Top of Information shown

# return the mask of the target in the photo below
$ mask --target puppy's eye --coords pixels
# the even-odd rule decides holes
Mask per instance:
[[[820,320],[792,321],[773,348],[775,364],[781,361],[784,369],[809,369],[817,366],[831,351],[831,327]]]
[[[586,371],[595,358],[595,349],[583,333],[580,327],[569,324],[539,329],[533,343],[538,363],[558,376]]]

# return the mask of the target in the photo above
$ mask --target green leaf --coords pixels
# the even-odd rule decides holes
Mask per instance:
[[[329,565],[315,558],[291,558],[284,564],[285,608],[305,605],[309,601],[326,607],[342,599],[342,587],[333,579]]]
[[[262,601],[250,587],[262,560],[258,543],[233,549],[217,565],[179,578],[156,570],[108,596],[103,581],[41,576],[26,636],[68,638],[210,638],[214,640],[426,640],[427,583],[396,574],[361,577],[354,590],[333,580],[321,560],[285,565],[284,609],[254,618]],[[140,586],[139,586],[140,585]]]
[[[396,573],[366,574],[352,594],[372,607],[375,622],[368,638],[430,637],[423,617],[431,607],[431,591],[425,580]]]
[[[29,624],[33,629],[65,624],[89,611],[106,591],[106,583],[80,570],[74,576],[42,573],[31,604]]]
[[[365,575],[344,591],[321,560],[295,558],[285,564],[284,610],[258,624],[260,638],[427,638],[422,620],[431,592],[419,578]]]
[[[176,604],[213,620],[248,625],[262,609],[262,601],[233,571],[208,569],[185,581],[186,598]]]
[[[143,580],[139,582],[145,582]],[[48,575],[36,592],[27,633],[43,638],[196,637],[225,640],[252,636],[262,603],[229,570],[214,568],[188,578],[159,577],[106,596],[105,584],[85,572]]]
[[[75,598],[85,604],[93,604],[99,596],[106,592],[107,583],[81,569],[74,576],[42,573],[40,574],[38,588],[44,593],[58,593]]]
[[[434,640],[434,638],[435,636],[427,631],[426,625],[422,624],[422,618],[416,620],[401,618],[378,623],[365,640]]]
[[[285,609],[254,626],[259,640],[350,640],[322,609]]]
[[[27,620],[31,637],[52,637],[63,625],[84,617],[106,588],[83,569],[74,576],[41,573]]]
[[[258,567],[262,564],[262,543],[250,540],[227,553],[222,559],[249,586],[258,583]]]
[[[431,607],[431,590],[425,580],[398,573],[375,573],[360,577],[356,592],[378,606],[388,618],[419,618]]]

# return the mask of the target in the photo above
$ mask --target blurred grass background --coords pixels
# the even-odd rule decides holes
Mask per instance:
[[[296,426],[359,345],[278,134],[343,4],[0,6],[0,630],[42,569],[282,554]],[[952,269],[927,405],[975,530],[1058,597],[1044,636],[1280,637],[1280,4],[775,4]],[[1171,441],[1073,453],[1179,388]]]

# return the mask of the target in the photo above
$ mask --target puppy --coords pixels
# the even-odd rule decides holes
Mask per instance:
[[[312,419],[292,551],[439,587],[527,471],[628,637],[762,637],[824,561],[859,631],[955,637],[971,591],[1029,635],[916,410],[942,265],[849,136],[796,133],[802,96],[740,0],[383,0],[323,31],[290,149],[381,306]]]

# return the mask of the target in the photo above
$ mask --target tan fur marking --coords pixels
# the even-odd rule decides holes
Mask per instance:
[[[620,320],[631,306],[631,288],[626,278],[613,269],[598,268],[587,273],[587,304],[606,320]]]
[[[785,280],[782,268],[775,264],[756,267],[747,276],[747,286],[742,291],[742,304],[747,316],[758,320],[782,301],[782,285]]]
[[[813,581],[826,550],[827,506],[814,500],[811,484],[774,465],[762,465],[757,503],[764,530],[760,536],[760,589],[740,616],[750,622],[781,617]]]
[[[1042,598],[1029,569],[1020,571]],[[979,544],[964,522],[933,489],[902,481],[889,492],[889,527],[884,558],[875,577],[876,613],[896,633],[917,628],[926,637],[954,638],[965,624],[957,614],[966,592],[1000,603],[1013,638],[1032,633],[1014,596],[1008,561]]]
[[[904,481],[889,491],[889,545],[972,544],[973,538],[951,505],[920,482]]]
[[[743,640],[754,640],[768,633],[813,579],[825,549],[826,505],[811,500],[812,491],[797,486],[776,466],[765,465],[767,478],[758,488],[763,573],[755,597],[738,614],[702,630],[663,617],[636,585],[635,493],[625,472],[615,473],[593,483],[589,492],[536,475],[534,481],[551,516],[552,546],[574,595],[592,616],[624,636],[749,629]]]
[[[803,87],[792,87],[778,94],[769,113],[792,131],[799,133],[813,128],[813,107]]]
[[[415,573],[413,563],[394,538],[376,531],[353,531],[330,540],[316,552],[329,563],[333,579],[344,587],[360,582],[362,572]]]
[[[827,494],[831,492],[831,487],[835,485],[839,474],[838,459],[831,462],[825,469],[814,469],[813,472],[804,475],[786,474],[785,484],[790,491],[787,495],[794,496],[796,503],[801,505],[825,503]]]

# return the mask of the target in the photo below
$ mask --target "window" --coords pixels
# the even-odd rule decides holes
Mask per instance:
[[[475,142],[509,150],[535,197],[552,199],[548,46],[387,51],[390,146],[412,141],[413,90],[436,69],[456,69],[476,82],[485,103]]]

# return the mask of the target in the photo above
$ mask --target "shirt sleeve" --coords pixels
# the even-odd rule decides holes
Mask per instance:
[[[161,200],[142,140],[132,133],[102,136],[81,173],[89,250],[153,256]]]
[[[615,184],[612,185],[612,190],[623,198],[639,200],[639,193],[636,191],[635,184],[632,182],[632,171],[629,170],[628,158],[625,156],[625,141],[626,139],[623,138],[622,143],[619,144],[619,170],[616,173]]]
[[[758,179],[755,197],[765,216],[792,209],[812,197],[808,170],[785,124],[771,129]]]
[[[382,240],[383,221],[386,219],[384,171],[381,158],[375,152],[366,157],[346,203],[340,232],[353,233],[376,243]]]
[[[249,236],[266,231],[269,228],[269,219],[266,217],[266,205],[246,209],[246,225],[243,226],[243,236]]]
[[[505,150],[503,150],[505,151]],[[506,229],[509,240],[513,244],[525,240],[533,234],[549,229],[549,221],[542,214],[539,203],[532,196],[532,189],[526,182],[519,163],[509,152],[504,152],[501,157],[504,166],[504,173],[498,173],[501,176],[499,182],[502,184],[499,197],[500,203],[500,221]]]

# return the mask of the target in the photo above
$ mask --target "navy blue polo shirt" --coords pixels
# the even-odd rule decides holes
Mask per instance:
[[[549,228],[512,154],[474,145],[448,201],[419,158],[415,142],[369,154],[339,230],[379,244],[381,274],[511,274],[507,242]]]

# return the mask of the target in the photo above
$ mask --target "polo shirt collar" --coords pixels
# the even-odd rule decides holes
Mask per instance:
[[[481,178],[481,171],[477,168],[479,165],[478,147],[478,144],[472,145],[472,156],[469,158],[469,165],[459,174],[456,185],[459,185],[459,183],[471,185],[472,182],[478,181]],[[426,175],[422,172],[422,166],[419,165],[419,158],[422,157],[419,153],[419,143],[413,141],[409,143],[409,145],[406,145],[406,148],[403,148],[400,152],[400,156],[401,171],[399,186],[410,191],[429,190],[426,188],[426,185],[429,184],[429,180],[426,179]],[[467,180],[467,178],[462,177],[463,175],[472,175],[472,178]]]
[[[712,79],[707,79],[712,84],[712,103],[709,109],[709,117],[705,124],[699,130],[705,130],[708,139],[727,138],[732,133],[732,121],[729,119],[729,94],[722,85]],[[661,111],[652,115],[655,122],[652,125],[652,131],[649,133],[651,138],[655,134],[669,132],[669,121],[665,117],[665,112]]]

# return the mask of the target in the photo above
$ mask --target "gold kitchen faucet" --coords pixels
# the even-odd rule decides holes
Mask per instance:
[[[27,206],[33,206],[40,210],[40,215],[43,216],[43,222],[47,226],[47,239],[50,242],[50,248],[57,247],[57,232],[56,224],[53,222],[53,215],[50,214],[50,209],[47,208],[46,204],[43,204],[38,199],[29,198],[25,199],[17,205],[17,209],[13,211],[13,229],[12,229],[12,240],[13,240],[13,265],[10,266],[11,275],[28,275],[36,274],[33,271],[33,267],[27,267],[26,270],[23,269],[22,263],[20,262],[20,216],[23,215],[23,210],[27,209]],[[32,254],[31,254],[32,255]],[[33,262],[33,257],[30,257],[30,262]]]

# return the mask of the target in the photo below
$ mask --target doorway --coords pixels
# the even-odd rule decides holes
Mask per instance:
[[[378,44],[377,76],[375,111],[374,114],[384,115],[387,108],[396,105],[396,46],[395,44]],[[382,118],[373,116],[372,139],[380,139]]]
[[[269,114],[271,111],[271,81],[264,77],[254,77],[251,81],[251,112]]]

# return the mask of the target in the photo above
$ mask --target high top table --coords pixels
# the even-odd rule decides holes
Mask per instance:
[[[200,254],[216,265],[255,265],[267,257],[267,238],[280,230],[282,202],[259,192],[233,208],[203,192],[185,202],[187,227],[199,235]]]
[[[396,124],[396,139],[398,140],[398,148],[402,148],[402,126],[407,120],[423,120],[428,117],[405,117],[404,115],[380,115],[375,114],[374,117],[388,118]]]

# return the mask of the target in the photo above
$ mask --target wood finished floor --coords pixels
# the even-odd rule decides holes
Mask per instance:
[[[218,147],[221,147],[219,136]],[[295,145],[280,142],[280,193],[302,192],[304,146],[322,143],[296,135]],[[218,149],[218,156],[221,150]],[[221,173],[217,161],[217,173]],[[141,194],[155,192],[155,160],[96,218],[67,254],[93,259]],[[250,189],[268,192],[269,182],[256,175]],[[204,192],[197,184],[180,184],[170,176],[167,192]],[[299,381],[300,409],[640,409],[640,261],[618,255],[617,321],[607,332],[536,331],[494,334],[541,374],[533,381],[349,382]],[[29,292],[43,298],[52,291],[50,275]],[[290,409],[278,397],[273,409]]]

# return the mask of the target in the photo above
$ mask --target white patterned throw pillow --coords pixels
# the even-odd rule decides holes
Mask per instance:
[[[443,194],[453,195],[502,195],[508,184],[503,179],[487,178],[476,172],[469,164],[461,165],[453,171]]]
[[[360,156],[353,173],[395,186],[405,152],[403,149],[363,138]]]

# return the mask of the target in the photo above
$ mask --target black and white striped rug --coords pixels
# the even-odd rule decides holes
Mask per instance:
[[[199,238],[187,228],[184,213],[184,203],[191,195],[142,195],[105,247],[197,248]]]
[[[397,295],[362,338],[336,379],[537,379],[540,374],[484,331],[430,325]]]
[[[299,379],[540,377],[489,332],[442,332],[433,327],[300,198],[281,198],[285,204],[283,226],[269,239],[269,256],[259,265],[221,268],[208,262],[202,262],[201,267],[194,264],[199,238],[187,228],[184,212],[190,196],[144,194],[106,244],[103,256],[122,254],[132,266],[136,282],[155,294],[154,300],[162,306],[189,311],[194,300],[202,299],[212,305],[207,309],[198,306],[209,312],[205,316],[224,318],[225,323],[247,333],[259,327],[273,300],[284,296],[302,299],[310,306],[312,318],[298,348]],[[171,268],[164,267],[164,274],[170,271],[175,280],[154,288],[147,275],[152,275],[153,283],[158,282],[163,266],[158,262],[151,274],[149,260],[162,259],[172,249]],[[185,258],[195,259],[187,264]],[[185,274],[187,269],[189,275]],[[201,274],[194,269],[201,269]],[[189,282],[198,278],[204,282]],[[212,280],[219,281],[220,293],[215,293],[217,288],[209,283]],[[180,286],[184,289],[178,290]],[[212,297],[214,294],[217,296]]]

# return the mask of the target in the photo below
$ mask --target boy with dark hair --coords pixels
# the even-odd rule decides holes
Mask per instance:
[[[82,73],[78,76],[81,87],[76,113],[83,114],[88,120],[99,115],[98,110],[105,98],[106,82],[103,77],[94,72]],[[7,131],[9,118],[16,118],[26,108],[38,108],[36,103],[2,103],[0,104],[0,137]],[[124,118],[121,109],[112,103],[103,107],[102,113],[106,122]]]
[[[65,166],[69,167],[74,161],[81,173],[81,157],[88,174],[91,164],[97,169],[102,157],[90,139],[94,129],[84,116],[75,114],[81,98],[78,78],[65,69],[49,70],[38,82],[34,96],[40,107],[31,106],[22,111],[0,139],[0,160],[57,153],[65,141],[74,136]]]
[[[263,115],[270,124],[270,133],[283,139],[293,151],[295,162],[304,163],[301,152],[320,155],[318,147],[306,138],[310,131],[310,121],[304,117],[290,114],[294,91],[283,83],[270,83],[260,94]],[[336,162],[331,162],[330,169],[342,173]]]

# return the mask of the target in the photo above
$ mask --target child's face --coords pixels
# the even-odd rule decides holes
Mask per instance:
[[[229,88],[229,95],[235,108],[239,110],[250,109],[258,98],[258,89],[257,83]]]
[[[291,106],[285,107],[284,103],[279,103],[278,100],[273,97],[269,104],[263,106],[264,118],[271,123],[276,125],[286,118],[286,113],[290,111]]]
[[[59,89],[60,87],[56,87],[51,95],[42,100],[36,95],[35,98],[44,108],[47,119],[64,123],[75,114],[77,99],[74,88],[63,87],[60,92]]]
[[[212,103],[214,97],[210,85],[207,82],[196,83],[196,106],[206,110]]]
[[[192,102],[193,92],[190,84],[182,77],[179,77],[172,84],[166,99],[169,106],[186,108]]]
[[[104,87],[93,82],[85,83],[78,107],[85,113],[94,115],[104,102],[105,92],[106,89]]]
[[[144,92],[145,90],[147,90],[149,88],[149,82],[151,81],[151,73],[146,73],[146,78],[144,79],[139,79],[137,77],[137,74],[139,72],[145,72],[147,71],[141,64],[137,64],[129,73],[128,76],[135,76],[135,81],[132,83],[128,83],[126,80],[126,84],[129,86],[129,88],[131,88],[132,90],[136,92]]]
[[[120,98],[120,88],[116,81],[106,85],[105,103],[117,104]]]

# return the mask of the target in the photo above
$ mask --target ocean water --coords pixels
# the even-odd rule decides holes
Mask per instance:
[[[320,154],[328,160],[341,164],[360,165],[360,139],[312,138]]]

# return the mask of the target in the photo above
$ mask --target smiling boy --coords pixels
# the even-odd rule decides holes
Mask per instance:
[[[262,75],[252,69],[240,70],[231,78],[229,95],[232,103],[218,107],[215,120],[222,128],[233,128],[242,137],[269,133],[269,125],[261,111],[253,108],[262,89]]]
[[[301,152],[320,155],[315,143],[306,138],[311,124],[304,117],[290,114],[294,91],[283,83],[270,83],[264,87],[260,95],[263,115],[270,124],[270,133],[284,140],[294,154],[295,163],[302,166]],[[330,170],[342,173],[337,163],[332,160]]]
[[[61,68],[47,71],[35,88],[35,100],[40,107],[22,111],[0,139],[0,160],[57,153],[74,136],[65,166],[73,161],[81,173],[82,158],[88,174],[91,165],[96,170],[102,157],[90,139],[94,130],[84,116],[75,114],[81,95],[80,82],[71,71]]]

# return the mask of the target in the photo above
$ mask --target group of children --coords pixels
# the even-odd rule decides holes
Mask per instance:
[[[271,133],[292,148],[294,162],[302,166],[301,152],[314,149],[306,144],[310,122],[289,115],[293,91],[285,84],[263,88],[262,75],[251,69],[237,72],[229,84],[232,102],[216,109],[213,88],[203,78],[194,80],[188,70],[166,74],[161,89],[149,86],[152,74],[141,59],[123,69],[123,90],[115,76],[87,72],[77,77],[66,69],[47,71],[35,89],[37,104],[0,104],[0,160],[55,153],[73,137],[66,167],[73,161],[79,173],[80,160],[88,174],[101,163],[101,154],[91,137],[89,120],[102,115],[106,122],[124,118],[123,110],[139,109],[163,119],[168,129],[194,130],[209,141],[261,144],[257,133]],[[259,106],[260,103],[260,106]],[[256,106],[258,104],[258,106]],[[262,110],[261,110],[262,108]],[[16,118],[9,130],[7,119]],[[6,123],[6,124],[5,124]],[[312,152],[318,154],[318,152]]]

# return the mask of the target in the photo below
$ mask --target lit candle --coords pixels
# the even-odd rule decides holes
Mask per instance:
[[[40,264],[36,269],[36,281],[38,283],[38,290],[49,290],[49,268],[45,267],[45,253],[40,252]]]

Bottom of Information shown

Task to complete >> Please copy every line of the records above in which "puppy" appears.

Answer below >>
$ mask --target puppy's eye --coords pixels
$ mask --target puppy --coords pixels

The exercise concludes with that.